DECLARE @databasename VARCHAR(500) 
DECLARE @i INT=0 
DECLARE @DBCOunt INT 
DECLARE @SQLCOmmand NVARCHAR(max) 
DECLARE @StatsUpdateCOmmand NVARCHAR(max) 

CREATE TABLE #tempstatistics 
  ( 
     databasename VARCHAR(max), 
     tablename    VARCHAR(max), 
     schemaname   VARCHAR(max) 
  ) 

CREATE TABLE #tempdatabases 
  ( 
     databasename VARCHAR(max) 
  ) 

INSERT INTO #tempdatabases 
            (databasename) 
SELECT NAME 
FROM   sys.databases 
WHERE  database_id > 4 
ORDER  BY NAME

Next, write a while loop to create a dynamic SQL query that iterates through all the databases and inserts a list of tables that have a modification counter greater than 200 into the #tempstatistics table. To obtain information about data changes, I use sys.dm_db_stats_properties. Study the following code example:

SET @DBCOunt=(SELECT Count(*) 
                    FROM   #tempdatabases) 
      WHILE ( @i < @DBCOunt ) 
        BEGIN 
            DECLARE @DBName VARCHAR(max) 
            SET @DBName=(SELECT TOP 1 databasename 
                         FROM   #tempdatabases) 
            SET @SQLCOmmand= '     use [' + @DBName + '];     select 
distinct ''' + @DBName+ ''', a.TableName,a.SchemaName from (SELECT obj.name as TableName, b.name as SchemaName,obj.object_id, stat.name, stat.stats_id, last_updated, modification_counter       FROM [' + @DBName+ '].sys.objects AS obj     inner join ['+ @DBName + '].sys.schemas b on obj.schema_id=b.schema_id   INNER JOIN [' + @DBName+ '].sys.stats AS stat ON stat.object_id = obj.object_id    CROSS APPLY [' + @DBName+'].sys.dm_db_stats_properties(stat.object_id, stat.stats_id) AS sp WHERE modification_counter > 200 and obj.name not like ''sys%''and b.name not like 
''sys%'')a' 
    INSERT INTO #tempstatistics 
                (databasename, 
                 tablename, 
                 schemaname)

### Listed records
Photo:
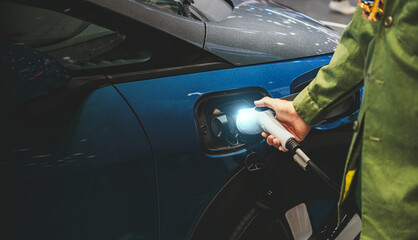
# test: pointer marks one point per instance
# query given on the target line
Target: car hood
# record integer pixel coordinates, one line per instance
(260, 31)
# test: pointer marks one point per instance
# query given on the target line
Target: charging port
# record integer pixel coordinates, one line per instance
(215, 115)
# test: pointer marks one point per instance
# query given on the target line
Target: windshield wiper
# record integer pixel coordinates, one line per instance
(184, 7)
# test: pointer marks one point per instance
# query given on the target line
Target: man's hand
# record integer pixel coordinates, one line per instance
(287, 116)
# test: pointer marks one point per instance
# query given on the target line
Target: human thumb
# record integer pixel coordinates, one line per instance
(264, 102)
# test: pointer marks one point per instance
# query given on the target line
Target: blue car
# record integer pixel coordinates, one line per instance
(119, 120)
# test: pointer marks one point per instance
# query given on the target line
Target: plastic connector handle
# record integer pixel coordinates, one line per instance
(271, 125)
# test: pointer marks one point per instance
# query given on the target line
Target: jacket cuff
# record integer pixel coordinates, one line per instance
(307, 108)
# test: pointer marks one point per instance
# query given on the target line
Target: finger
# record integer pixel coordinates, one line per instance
(269, 140)
(276, 143)
(263, 102)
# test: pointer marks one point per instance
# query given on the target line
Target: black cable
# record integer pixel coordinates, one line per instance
(294, 148)
(324, 177)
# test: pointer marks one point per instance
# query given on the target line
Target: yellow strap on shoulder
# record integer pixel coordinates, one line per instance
(348, 180)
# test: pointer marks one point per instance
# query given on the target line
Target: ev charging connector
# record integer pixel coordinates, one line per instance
(253, 121)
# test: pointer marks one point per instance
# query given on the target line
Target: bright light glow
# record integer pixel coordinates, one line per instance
(247, 121)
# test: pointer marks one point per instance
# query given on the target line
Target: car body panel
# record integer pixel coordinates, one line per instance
(188, 179)
(271, 31)
(96, 166)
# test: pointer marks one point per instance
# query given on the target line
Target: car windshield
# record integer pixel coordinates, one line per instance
(204, 10)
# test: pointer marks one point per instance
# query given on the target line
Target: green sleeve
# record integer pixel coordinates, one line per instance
(342, 77)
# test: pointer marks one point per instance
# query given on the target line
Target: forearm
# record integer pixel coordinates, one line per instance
(342, 77)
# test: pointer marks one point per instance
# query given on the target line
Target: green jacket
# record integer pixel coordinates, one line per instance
(382, 57)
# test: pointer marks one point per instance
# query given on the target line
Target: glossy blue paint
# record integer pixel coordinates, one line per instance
(100, 169)
(187, 179)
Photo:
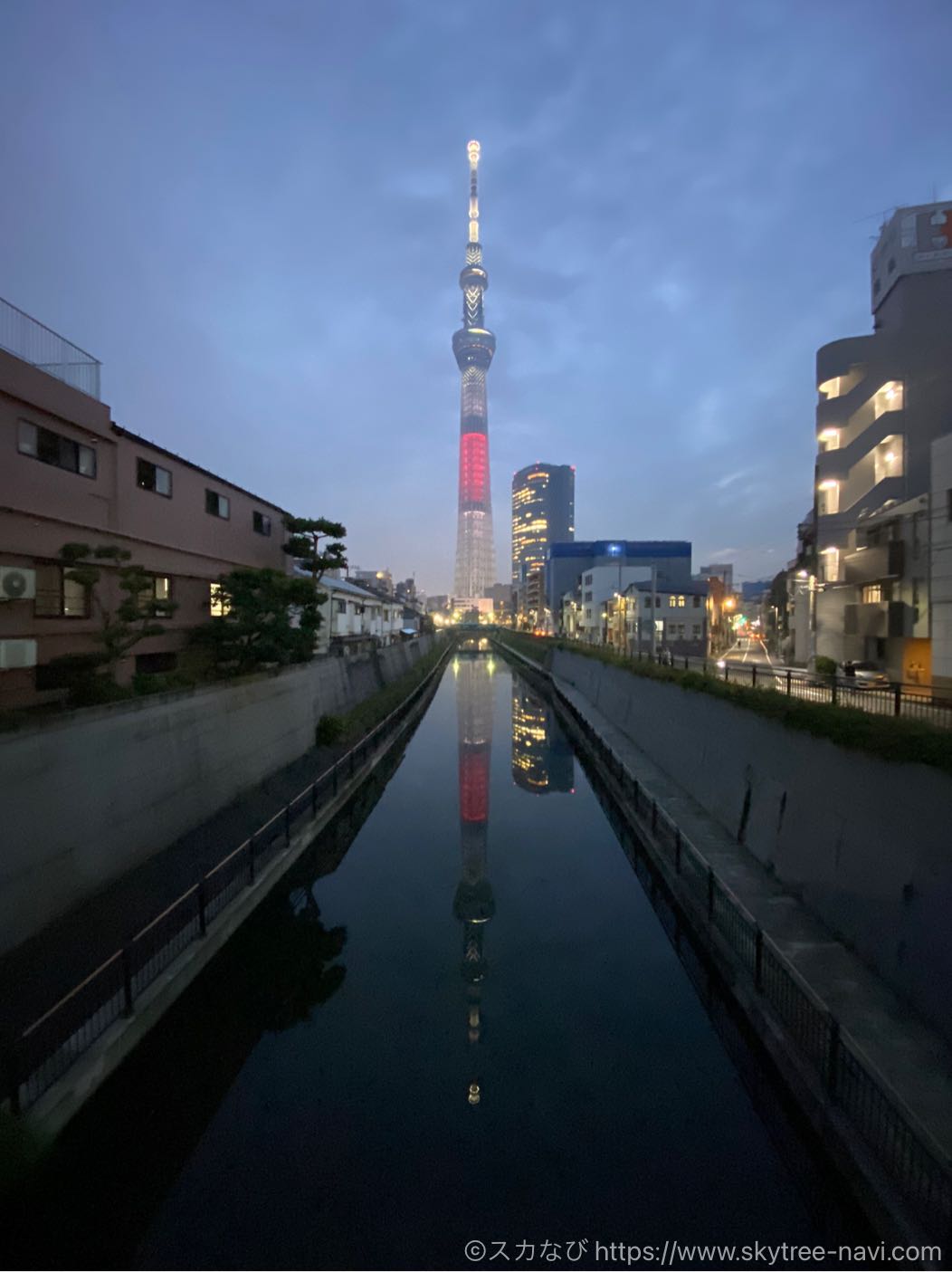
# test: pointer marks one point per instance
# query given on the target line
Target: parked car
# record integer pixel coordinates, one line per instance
(863, 675)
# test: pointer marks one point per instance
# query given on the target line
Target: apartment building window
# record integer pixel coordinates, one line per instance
(219, 603)
(59, 597)
(153, 477)
(216, 505)
(157, 599)
(52, 448)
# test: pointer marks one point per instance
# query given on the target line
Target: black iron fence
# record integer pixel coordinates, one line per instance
(894, 699)
(902, 1146)
(40, 1055)
(890, 699)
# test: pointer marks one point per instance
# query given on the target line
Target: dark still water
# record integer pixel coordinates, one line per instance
(458, 1019)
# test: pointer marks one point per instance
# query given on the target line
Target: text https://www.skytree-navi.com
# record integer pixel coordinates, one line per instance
(681, 1255)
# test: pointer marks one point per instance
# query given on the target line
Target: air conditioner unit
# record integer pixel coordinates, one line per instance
(16, 653)
(16, 583)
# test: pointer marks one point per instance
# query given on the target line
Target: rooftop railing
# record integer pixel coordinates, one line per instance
(32, 342)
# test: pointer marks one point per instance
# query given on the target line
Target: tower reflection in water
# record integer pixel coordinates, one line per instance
(474, 904)
(542, 756)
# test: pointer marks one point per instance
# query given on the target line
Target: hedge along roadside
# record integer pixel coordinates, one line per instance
(888, 738)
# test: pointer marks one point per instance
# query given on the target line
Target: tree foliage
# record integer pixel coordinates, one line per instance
(305, 536)
(269, 618)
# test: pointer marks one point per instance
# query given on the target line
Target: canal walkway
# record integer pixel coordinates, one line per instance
(509, 1049)
(41, 971)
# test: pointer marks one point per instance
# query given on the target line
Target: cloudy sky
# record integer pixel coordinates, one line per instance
(254, 214)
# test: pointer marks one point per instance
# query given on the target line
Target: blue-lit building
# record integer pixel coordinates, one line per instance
(567, 562)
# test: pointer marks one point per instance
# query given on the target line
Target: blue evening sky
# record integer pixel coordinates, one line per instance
(256, 214)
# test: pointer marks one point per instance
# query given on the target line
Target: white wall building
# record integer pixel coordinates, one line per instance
(354, 618)
(616, 608)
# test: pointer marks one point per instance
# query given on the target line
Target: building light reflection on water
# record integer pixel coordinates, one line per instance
(542, 757)
(474, 904)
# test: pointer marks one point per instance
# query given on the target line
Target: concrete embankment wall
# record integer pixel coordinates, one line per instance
(866, 844)
(90, 797)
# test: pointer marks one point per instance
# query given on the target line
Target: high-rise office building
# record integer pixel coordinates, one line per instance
(543, 512)
(474, 348)
(883, 401)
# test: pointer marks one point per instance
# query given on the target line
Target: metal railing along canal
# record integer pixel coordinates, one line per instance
(41, 1054)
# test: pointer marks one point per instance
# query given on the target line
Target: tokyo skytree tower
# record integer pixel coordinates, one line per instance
(474, 348)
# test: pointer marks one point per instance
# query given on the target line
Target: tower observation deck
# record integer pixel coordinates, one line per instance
(473, 346)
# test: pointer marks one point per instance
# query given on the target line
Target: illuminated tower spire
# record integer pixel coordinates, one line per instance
(474, 348)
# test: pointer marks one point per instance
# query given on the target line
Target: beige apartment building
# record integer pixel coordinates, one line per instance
(70, 474)
(885, 398)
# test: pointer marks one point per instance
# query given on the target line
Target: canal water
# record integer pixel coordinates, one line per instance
(458, 1019)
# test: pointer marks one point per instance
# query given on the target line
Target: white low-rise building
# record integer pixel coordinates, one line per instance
(354, 619)
(941, 561)
(616, 607)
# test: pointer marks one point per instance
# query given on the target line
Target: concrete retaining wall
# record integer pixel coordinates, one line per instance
(90, 797)
(866, 844)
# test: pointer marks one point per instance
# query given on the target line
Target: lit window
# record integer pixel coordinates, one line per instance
(216, 505)
(890, 397)
(829, 500)
(830, 564)
(157, 598)
(59, 597)
(52, 448)
(153, 477)
(888, 458)
(219, 602)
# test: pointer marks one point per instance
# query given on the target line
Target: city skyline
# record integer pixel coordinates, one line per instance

### What is required
Write out the stretch of the statistics-update script above from "DECLARE @Stats" through "schemaname   VARCHAR(max)".

### Output of the task
DECLARE @StatsUpdateCOmmand NVARCHAR(max) 

CREATE TABLE #tempstatistics 
  ( 
     databasename VARCHAR(max), 
     tablename    VARCHAR(max), 
     schemaname   VARCHAR(max)